Pratique architecturale expérimentale (IV) / 2006-2008 /
Schizo-house / Villa Pa’Ma’ 5

 

Genèse

Les propriétaires de la future villa Pa’Ma’ 5 désiraient habiter depuis longtemps une villa moderne, c'est-à-dire une maison blanche, avec de grandes surfaces vitrées, des formes cubiques (obtenues par l’apport des toitures terrasses) et un plan libre. L’objet de leur désir était référencé, bien identifié et il ne s’agissait pas de le corrompre au nom d’une figure de style usitée et décalée par rapport aux dernières avancées de la critique et de l’expérimentation. Cette lisibilité permettait de fonder un point de départ à ce que devait ressembler au final la maison construite. Jouer au plus près de ces codes dénoncés depuis une trentaine d’années par la critique internationale n’est pour nous en aucun cas un obstacle. Les formes se nouent dans l’entrelacement des forces qui occupent le terrain des investigations de la création et le champ des désirs des habitants.
« Peu importe le matériau de base, ce qui vaut est la lancée rythmique d’une temporalisation capable d’agencer des hétérogènes ensemble »1. Cette proposition presque programmatique énoncée par Guattari, et qui semble assez opaque, explicite parfaitement la position de cette schizo-architecture qui ne donne aucune valeur à la modernité ou à la postmodernité : ces deux formes historiques valent pour une quelconque inscription de la vérité révélée mais un champ de forces hétérogènes ne demande aucune astreinte morale et s’offre à ceux qui ne s’inscrivent plus dans toutes formes d’intentionnalité ou de nécessité malgré les fortes pressions contemporaines dont les expressions les plus diverses (art, culture, politique) en attestent la puissance effective.

# Court exercice 1
Recopiez mot pour mot le passage de l'extrait sur la villa Pa’Ma’ 5 qui commence par « Les propriétaires de » et se poursuit jusqu'à « désirs des habitants. ».

# Listing fourni
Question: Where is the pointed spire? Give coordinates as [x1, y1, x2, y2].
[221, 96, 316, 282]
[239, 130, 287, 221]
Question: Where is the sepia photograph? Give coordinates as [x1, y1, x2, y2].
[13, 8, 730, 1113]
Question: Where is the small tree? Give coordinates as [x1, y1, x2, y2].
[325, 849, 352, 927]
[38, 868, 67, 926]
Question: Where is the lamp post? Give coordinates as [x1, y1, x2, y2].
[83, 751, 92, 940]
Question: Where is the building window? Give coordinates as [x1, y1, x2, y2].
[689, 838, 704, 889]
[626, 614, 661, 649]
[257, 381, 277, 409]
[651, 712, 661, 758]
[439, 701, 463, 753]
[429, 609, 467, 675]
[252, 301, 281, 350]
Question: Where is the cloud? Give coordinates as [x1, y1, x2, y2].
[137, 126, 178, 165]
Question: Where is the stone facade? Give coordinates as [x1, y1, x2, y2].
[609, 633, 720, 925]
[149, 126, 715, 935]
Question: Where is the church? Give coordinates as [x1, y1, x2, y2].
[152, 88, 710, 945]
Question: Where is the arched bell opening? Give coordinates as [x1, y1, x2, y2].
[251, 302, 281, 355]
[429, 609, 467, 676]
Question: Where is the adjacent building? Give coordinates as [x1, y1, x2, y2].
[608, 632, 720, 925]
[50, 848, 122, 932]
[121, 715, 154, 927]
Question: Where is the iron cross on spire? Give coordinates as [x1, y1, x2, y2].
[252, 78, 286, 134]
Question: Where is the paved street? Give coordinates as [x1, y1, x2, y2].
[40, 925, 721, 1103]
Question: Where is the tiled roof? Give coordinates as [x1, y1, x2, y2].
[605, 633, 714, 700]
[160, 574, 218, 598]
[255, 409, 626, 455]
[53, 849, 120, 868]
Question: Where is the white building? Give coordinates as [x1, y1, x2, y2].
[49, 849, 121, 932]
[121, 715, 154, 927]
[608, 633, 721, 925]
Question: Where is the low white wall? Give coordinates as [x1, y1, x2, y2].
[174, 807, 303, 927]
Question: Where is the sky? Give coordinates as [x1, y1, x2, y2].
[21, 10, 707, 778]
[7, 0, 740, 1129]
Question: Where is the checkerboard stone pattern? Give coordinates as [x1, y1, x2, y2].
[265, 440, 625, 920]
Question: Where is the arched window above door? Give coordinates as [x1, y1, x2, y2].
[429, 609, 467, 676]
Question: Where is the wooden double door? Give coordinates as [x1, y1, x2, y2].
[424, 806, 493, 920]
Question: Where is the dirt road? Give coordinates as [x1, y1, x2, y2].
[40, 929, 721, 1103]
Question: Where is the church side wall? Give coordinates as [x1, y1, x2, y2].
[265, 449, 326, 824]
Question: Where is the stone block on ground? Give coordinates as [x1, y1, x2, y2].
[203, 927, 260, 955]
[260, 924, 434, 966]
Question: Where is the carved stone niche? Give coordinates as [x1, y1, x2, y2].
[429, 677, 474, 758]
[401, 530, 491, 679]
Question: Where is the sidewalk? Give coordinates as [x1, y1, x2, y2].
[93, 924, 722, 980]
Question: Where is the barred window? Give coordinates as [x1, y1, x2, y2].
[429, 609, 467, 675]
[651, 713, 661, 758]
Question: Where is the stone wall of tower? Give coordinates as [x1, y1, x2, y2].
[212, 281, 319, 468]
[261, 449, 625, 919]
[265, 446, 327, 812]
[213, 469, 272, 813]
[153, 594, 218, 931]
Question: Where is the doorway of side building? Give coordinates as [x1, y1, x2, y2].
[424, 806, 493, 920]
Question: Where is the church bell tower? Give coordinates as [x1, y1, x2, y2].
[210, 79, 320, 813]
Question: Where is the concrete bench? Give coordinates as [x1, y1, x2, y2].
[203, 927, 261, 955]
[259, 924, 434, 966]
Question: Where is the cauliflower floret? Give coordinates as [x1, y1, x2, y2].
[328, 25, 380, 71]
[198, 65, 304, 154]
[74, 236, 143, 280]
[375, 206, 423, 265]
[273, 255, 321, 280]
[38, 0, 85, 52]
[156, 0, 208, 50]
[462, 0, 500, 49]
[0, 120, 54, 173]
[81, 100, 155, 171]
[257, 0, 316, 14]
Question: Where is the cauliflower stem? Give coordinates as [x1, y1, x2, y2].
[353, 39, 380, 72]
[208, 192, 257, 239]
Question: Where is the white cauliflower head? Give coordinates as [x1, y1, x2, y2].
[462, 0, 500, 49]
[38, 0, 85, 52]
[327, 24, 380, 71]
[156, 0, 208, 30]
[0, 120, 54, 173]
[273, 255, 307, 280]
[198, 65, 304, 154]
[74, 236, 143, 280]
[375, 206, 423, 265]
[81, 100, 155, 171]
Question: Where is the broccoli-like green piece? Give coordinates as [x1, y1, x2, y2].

# Court exercice 2
Renvoyez à l'identique les lignes du listing en partant de la ligne contenant « Question: Where is the iron » et en allant jusqu'à la ligne contenant « [265, 449, 326, 824] », ces deux lignes comprises.

# Réponse attendue 1
Les propriétaires de la future villa Pa’Ma’ 5 désiraient habiter depuis longtemps une villa moderne, c'est-à-dire une maison blanche, avec de grandes surfaces vitrées, des formes cubiques (obtenues par l’apport des toitures terrasses) et un plan libre. L’objet de leur désir était référencé, bien identifié et il ne s’agissait pas de le corrompre au nom d’une figure de style usitée et décalée par rapport aux dernières avancées de la critique et de l’expérimentation. Cette lisibilité permettait de fonder un point de départ à ce que devait ressembler au final la maison construite. Jouer au plus près de ces codes dénoncés depuis une trentaine d’années par la critique internationale n’est pour nous en aucun cas un obstacle. Les formes se nouent dans l’entrelacement des forces qui occupent le terrain des investigations de la création et le champ des désirs des habitants.

# Réponse attendue 2
Question: Where is the iron cross on spire? Give coordinates as [x1, y1, x2, y2].
[252, 78, 286, 134]
Question: Where is the paved street? Give coordinates as [x1, y1, x2, y2].
[40, 925, 721, 1103]
Question: Where is the tiled roof? Give coordinates as [x1, y1, x2, y2].
[605, 633, 714, 700]
[160, 574, 218, 598]
[255, 409, 626, 455]
[53, 849, 120, 868]
Question: Where is the white building? Give coordinates as [x1, y1, x2, y2].
[49, 849, 121, 932]
[121, 715, 154, 927]
[608, 633, 721, 925]
Question: Where is the low white wall? Give coordinates as [x1, y1, x2, y2].
[174, 807, 303, 927]
Question: Where is the sky? Give coordinates as [x1, y1, x2, y2].
[21, 10, 707, 778]
[7, 0, 740, 1129]
Question: Where is the checkerboard stone pattern? Give coordinates as [x1, y1, x2, y2].
[265, 440, 625, 920]
Question: Where is the arched window above door? Give coordinates as [x1, y1, x2, y2].
[429, 609, 467, 676]
Question: Where is the wooden double door? Give coordinates as [x1, y1, x2, y2].
[424, 806, 493, 920]
Question: Where is the dirt road? Give coordinates as [x1, y1, x2, y2].
[40, 929, 721, 1103]
Question: Where is the church side wall? Give coordinates as [x1, y1, x2, y2].
[265, 449, 326, 824]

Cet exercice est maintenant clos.